**Brief:**
Transcribe the records that follow. Keep every word exactly, and drop the pictures.

**Data for this task:**
┄┄┄┄┄┄┄┄┄┄
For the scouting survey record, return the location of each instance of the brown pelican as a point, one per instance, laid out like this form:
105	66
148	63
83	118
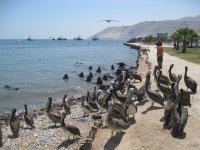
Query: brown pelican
98	70
136	77
152	95
112	67
69	130
163	79
91	99
189	82
1	137
131	108
180	116
167	91
186	94
14	123
87	145
172	76
66	106
115	124
81	75
55	117
28	119
140	93
85	107
90	67
108	21
169	108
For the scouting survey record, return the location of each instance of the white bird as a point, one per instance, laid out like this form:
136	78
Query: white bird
108	20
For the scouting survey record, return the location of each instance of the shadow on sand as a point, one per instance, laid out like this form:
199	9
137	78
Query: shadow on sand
142	103
51	127
151	108
131	121
67	143
114	141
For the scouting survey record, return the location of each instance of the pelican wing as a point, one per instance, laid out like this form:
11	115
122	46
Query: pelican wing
156	97
73	130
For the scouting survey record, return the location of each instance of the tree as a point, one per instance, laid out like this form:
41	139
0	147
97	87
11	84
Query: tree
184	36
193	36
176	38
148	39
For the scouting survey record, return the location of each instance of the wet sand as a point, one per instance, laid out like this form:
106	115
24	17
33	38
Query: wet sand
147	132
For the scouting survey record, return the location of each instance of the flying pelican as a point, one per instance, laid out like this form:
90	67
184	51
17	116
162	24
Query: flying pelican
108	21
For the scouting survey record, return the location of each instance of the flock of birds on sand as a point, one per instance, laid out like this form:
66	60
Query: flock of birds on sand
118	101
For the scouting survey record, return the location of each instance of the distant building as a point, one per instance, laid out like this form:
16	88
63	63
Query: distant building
162	36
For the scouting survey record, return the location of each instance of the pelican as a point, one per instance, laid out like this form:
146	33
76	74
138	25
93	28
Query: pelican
54	116
14	123
189	82
108	20
66	106
85	107
180	116
28	119
172	76
186	94
167	91
152	95
70	130
115	124
163	79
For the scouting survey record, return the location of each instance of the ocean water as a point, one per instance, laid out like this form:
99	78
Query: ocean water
37	67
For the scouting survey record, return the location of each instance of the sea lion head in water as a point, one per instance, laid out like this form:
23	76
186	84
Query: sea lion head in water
89	78
81	75
11	88
99	81
98	70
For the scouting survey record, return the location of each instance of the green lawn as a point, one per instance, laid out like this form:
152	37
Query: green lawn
192	54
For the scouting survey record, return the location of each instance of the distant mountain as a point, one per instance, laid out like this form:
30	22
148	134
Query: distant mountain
145	28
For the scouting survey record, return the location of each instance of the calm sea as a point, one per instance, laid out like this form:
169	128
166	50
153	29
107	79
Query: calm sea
37	67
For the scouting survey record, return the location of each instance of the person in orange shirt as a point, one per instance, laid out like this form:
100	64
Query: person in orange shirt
160	52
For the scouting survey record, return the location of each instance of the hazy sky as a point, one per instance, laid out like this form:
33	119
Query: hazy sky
71	18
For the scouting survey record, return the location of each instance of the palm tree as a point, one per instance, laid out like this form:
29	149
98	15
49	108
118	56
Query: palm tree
184	35
196	40
176	38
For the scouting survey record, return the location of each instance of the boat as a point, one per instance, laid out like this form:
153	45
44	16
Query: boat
59	38
78	38
29	38
95	38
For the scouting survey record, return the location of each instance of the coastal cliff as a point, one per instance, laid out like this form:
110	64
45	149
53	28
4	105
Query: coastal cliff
148	28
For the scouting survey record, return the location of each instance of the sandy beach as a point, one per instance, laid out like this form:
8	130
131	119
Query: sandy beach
146	133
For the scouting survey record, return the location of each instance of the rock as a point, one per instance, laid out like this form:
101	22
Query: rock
98	70
65	76
81	75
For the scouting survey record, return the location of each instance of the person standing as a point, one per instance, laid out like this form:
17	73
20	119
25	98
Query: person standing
160	52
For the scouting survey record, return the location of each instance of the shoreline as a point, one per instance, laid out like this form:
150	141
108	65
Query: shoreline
43	136
147	132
┄┄┄┄┄┄┄┄┄┄
**Answer to the problem:**
For the scouting survey record, return the location of each instance of the brown pelican as a point, one per instance, laid out like this form:
105	66
148	63
83	118
Query: brown pelican
98	70
136	77
152	95
112	67
69	130
163	79
91	99
189	82
1	137
131	108
180	116
167	91
186	94
14	123
87	145
172	76
66	106
115	124
81	75
55	117
28	119
140	93
85	107
90	67
108	21
169	108
For the scouting survey record, return the location of each instance of the white bird as a point, one per instance, laid out like this form:
136	78
Query: white bird
108	20
For the scouting survey record, return the location of each instance of the shadow on sand as a point, one per instance, laid out like this form:
199	9
137	78
Query: shadow on sand
142	103
51	127
151	108
131	121
67	143
114	141
For the scouting survey record, return the location of each instance of the pelican wing as a point, one per instance, laid out like this form:
11	115
122	46
Query: pelican wing
156	97
73	130
For the scouting survey record, return the location of each instance of the tree as a point, one per instance, laid out like this form:
41	139
0	147
97	87
11	84
Query: tree
184	36
193	36
176	38
148	39
For the scouting survey record, return the location of each instance of the wet sand as a point, one per instance, laid out like this form:
106	115
24	17
33	38
Query: wet sand
147	132
For the scouting survey record, return the location of each instance of the flying pelican as a point, one per instance, laid out like this form:
90	67
184	51
17	116
162	24
Query: flying pelican
108	21
For the scouting survey record, return the location of each instance of the flock of birds on sand as a point, one per instance, laid out like this form:
66	60
Query: flock of birds on sand
118	101
For the scouting survey record, return the location of each instance of the distant building as a point, one per instance, laid out like this form:
16	88
63	63
Query: distant building
162	36
For the scouting survey record, return the location of each instance of the pelican as a point, one per instance, laid out like this form:
146	33
76	74
138	25
93	28
Query: pelican
54	116
14	123
189	82
108	20
66	106
85	107
180	116
28	119
172	76
186	94
167	91
152	95
70	130
115	124
163	79
For the scouting survey record, return the location of each instance of the ocean water as a point, one per instance, laid out like this form:
99	78
Query: ocean water
37	67
For the scouting survey record, return the location of each instance of the sea lion head in water as a point, one per instance, laid out like this form:
23	76
186	84
Query: sea lion head in water
89	78
81	75
11	88
99	81
98	70
For the scouting survey record, return the location of each instance of the green lawn as a point, one per instance, laid out like this form:
152	37
Query: green lawn
192	54
For the scouting survey record, return the location of each instance of the distant mountain as a point, one per instance, laid out like this form:
30	22
148	134
Query: distant mountain
145	28
For the scouting survey record, return the location of each instance of the calm sea as a point, one per instance, laid out like this form:
169	128
166	50
153	29
107	79
Query: calm sea
37	67
For the scouting survey record, return the location of each instance of the person in orange shirt as a point, one per instance, laid out like this form:
100	64
Query: person in orange shirt
160	52
For the scouting survey record, return the location of each instance of the hazy sky as a point, one per instance, laid out like this form:
33	119
Query: hazy sky
71	18
For the scouting survey record, return the location of each instance of the palm tree as a point, one per instance, laid out like this form:
29	149
98	15
49	108
118	56
Query: palm tree
184	35
196	40
176	38
For the scouting survey record, return the location of each instance of the boat as a point, one per instance, laid out like this form:
153	45
44	16
Query: boat
59	38
78	38
29	38
95	38
For the scouting survey record, return the location of each instance of the coastal cliff as a point, one per instance, laid out like this form:
110	64
45	149
53	28
4	105
Query: coastal cliff
148	28
For the scouting survey record, return the location of each instance of the sandy beach as a point, one per instance, laid out like this form:
8	130
131	119
Query: sandy beach
146	133
For the scouting survey record, return the location of each instance of the rock as a point, one per instance, laid out like this form:
101	22
Query: rock
98	70
65	76
81	75
For the scouting survey record, return the location of each instance of the person standing as a point, one per instance, laid out like this form:
17	73
20	119
25	98
Query: person standing
160	52
For the scouting survey record, return the location of each instance of the shoreline as a point, one per instance, laid out like this form:
150	141
108	65
Query: shoreline
43	136
147	132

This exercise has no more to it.